- _Supplied data_
==================================================

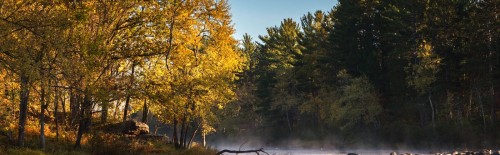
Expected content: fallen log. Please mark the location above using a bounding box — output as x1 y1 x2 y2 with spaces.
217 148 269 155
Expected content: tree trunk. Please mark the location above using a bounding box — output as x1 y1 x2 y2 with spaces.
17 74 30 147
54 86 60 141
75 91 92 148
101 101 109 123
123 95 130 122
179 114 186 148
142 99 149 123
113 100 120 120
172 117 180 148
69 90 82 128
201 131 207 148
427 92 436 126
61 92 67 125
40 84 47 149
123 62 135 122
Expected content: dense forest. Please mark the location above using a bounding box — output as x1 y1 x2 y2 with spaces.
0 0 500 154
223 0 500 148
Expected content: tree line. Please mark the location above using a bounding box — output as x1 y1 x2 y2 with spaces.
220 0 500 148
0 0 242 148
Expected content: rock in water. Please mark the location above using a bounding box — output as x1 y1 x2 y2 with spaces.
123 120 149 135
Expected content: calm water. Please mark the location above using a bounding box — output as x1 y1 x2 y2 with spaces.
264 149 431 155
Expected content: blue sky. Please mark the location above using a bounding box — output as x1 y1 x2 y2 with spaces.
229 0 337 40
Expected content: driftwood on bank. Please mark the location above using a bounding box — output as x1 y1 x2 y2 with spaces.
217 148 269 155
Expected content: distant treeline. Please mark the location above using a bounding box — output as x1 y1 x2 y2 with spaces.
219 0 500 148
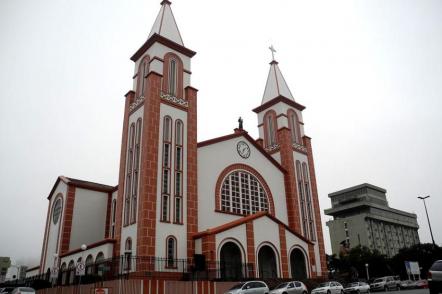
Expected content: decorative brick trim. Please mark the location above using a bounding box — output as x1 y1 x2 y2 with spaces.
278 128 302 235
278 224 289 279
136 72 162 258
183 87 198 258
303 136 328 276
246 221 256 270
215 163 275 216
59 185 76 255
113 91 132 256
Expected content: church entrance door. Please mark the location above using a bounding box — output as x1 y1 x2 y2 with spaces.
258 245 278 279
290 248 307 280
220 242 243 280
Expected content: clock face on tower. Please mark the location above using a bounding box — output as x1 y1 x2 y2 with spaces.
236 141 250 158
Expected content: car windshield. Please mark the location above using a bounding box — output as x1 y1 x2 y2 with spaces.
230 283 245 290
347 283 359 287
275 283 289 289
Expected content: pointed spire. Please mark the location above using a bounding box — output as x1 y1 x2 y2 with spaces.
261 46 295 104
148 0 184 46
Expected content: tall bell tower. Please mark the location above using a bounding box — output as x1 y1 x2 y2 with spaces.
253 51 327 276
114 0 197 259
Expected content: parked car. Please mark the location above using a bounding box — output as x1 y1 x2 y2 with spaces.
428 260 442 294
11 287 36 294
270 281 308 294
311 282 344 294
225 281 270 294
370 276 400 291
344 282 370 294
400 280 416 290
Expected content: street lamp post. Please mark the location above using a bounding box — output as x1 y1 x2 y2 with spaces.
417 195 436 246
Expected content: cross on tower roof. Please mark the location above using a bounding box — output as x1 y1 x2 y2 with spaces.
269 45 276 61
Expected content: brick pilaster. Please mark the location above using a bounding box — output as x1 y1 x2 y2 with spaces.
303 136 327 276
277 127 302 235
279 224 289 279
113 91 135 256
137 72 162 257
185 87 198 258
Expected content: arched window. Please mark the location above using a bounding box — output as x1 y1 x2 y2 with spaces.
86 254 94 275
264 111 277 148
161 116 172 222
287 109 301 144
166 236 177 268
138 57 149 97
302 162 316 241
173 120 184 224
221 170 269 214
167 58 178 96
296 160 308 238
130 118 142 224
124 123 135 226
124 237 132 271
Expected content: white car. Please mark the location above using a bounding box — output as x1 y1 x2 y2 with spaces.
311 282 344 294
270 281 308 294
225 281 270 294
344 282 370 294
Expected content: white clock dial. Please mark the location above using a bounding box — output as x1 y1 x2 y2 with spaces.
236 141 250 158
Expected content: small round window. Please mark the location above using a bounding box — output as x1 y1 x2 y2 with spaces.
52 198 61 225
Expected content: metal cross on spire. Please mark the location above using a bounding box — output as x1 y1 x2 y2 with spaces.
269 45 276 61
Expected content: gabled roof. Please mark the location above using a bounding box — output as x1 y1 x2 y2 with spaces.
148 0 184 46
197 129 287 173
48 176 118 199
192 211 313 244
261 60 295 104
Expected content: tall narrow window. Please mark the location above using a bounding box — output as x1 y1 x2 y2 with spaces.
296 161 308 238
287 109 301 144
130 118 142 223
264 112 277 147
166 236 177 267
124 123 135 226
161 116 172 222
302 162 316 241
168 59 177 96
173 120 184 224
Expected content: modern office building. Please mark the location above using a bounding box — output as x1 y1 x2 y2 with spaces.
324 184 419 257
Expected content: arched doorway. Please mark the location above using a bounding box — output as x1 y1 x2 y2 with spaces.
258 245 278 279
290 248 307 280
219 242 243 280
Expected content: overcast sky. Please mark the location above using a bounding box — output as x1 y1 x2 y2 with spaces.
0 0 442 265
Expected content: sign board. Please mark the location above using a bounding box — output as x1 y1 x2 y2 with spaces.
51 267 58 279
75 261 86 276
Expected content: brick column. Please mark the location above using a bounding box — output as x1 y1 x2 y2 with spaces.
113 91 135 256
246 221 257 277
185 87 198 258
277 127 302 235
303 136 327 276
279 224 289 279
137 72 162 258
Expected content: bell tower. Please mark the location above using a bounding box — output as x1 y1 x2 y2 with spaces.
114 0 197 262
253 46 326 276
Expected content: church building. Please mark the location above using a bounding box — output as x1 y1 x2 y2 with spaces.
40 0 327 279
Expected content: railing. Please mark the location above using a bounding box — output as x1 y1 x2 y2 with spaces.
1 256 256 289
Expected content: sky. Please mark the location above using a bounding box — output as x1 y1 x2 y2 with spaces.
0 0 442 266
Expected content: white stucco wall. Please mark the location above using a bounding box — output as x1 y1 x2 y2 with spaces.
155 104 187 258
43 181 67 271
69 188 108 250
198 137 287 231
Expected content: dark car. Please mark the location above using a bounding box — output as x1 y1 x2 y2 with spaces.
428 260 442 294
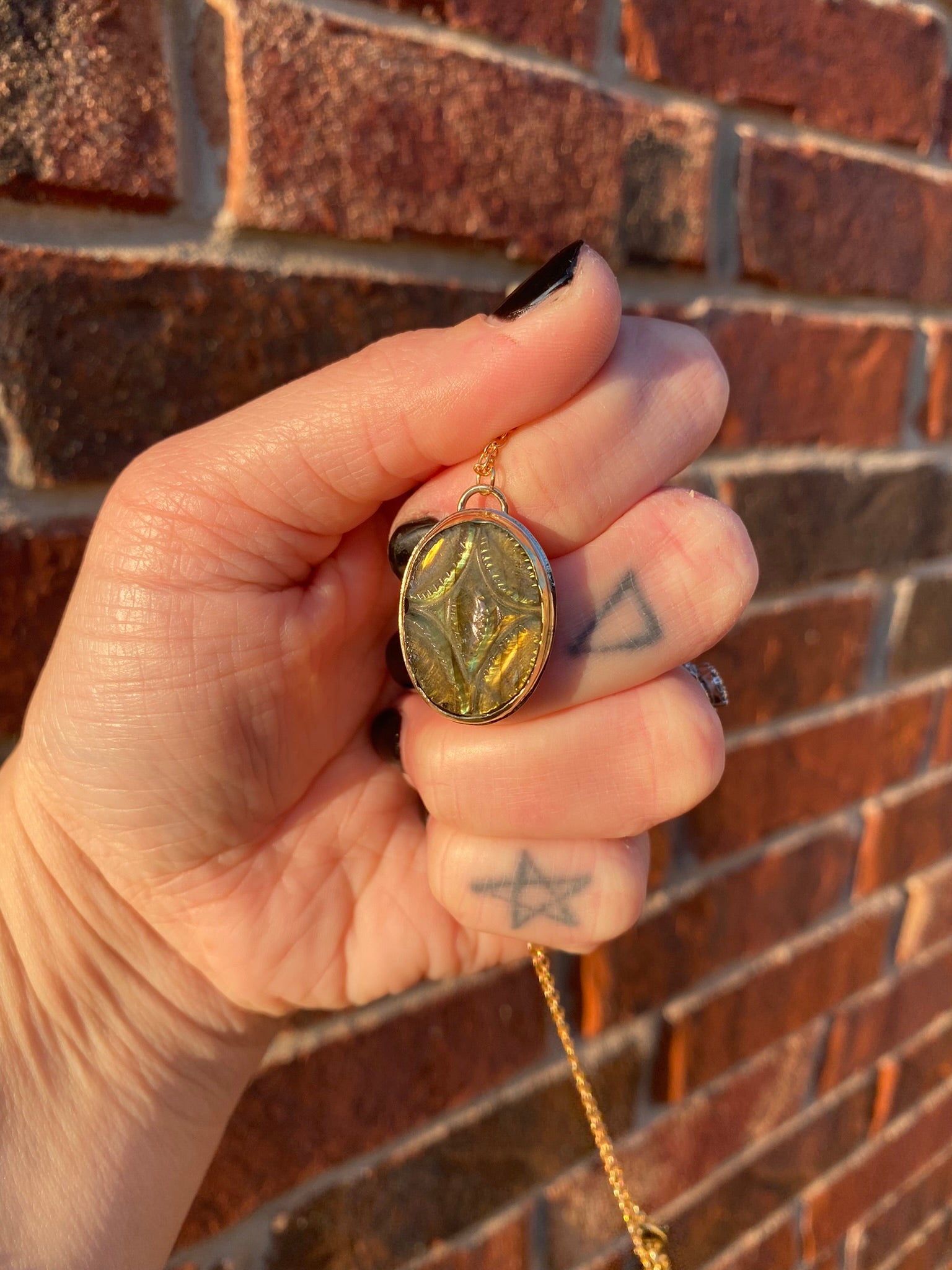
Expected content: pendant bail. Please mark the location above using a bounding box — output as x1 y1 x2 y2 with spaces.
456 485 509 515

==================================================

Rewrite the material above as a JSON list of strings, one string per line and no blank lines, leaving out the pictures.

- _Task answer_
[
  "Expected content: fallen log. Please mark the location above using a bounding box — output as x1 y1 x2 y2 with spaces.",
  "217 148 269 155",
  "Expected content: tree trunk. Please mark the location above using a bounding box — output as x1 y1 x2 y2 with spaces.",
  "17 74 30 147",
  "54 86 60 141",
  "75 91 92 148",
  "101 101 109 123",
  "123 95 130 122",
  "179 114 186 148",
  "142 99 149 123",
  "113 100 120 120",
  "172 117 180 148",
  "69 90 82 128",
  "201 131 207 148",
  "427 92 436 126",
  "61 92 67 125",
  "40 84 47 149",
  "123 62 135 122",
  "Expected content: dense forest. Please mark the location above using a bounding box — output as x1 y1 x2 y2 with spaces.",
  "0 0 500 154",
  "223 0 500 148",
  "Expected content: tree line. Please mark the location above using a bounding box — output as x1 y1 x2 y2 with spaces.",
  "220 0 500 148",
  "0 0 242 148",
  "Expected content: rock in water. Please mark the location above using a bounding box — output as x1 y1 x2 y2 with spaces.",
  "123 120 149 135",
  "Expected content: calm water. Please mark the location above using a bounding box — output as x1 y1 x2 y2 with spaces.",
  "264 149 431 155",
  "Expected content: blue sky. Please mark the location above using a bounding box — output as x1 y1 x2 y2 with spaces.",
  "229 0 337 40",
  "Expected content: driftwood on bank. Please mark the location above using a bounding box — output as x1 y1 x2 y2 with spaces.",
  "217 148 269 155",
  "Expected content: distant treeline. Please mark the location above using a bounding box — output as x1 y1 x2 y2 with spaces.",
  "219 0 500 148",
  "Expected content: decorative brick trim. Please mark the location above using a bounding box — output as x1 y1 x2 y2 with spaces.",
  "278 128 302 235",
  "278 224 289 279",
  "136 72 162 258",
  "183 87 198 258",
  "303 136 328 276",
  "246 221 256 270",
  "215 163 275 216",
  "59 185 76 255",
  "113 91 132 256",
  "Expected content: church entrance door. Please mark the location above using a bounding box — output as x1 y1 x2 y2 with spaces.",
  "258 245 278 279",
  "290 248 307 280",
  "220 242 243 280",
  "Expected content: clock face on tower. Please mark the location above using a bounding box — output as x1 y1 x2 y2 with spaces.",
  "236 141 250 158",
  "Expected content: car windshield. Please mark the location above using a bounding box — output as x1 y1 x2 y2 with spaces.",
  "230 283 245 290",
  "347 283 359 287",
  "275 283 289 289",
  "Expected content: pointed spire. Please mark the location above using a bounding box — output as x1 y1 x2 y2 with spaces.",
  "261 46 295 104",
  "148 0 184 46",
  "Expected content: tall bell tower. Please mark the location above using a bounding box — output as x1 y1 x2 y2 with spaces.",
  "253 51 327 276",
  "114 0 197 259",
  "Expected content: parked car. Please mark the location above using a bounding box — output as x1 y1 x2 y2 with spaces.",
  "428 260 442 294",
  "11 287 36 294",
  "270 281 308 294",
  "311 282 344 294",
  "225 281 270 294",
  "370 276 400 291",
  "344 282 370 294",
  "400 280 416 290",
  "Expected content: street lamp post. Please mark the location above using a bounding box — output as x1 y1 x2 y2 with spaces.",
  "417 195 436 246",
  "Expected content: cross on tower roof. Please mark the location above using a bounding box — output as x1 y1 x2 y2 with spaces.",
  "269 45 276 61",
  "Expected content: brick pilaster. Please mark the location above using a bounding box — output as x1 y1 x2 y2 with spaces.",
  "303 136 327 276",
  "277 127 302 235",
  "279 224 289 279",
  "113 91 135 256",
  "137 72 162 257",
  "185 87 198 258",
  "Expected content: arched window. Please mark the location above using a bounding box — output as x1 y1 x2 y2 with spaces.",
  "86 254 94 275",
  "264 111 277 148",
  "161 116 172 222",
  "287 109 301 144",
  "166 236 177 268",
  "138 57 149 97",
  "302 162 316 241",
  "173 120 184 224",
  "221 170 269 214",
  "167 58 178 96",
  "296 160 308 238",
  "130 118 142 224",
  "124 123 135 226",
  "124 237 132 271",
  "Expected content: white car. Please mark the location above using a bounding box — output as x1 y1 x2 y2 with spaces.",
  "311 282 344 294",
  "270 281 308 294",
  "225 281 270 294",
  "344 282 370 294",
  "Expected content: white clock dial. Please mark the location above using a bounding box — output as x1 y1 x2 y2 with spaces.",
  "236 141 250 158",
  "Expected content: small round window. Please mark the location above using a bounding box — output as x1 y1 x2 y2 with spaces.",
  "52 198 61 225",
  "Expected content: metal cross on spire. Please mark the location above using a bounding box — output as x1 y1 x2 y2 with spaces.",
  "269 45 276 61",
  "Expected content: gabled roof. Please mark the location above using a bounding box — output as x1 y1 x2 y2 with spaces.",
  "148 0 184 46",
  "197 129 287 173",
  "48 176 118 199",
  "192 211 313 244",
  "261 60 295 104",
  "Expected content: tall narrow window. Please mark the location above using a bounding box — output as x1 y1 x2 y2 with spaces.",
  "296 161 308 238",
  "287 109 301 144",
  "130 118 142 223",
  "264 112 277 147",
  "166 236 177 267",
  "124 123 135 226",
  "161 116 172 222",
  "302 162 316 241",
  "168 59 177 96",
  "173 120 184 224",
  "Expected content: modern office building. Please mark the location above using a bounding box — output as x1 y1 x2 y2 with spaces.",
  "324 184 419 257",
  "Expected content: arched doorway. Please mark the location above using a bounding box — output as x1 y1 x2 y2 with spaces.",
  "258 245 278 279",
  "290 248 307 280",
  "219 242 243 280",
  "Expected content: overcast sky. Please mark the location above using a bounding box — output as x1 y1 x2 y2 with spaces.",
  "0 0 442 265",
  "Expected content: sign board. Please mark the location above using a bounding box — output as x1 y1 x2 y2 with spaces.",
  "51 267 58 279",
  "75 261 86 276",
  "Expected content: brick column. Please mark the location above using a bounding box — output as x1 y1 x2 y2 with spaces.",
  "113 91 135 256",
  "246 221 257 277",
  "185 87 198 258",
  "277 127 302 235",
  "303 136 327 276",
  "279 224 289 279",
  "137 72 162 258",
  "Expected content: bell tower. Please mark the location above using a bounding box — output as x1 y1 x2 y2 with spaces.",
  "114 0 197 262",
  "253 46 326 276",
  "Expected content: church building. Please mark the location above using a bounding box — output as x1 y1 x2 y2 with spaces.",
  "40 0 327 279",
  "Expected content: railing. Please mark the location above using a bounding box — output as x1 y1 x2 y2 with spaces.",
  "1 256 256 289",
  "Expected content: sky. Please mark the location above using a bounding box — output as x1 y1 x2 y2 with spaces.",
  "0 0 442 266",
  "Expected content: white stucco wall. Please mark the location above using a bounding box — output as x1 y1 x2 y2 with spaces.",
  "155 104 187 258",
  "43 181 67 271",
  "69 188 108 250",
  "198 137 287 231",
  "Expected content: dark car. Please mark the location above using a bounding box — output as x1 y1 x2 y2 with spaces.",
  "428 260 442 294",
  "Expected content: pendant bail. Please mark the location above using a bounding box — output as x1 y1 x2 y2 with spaces.",
  "456 485 509 515"
]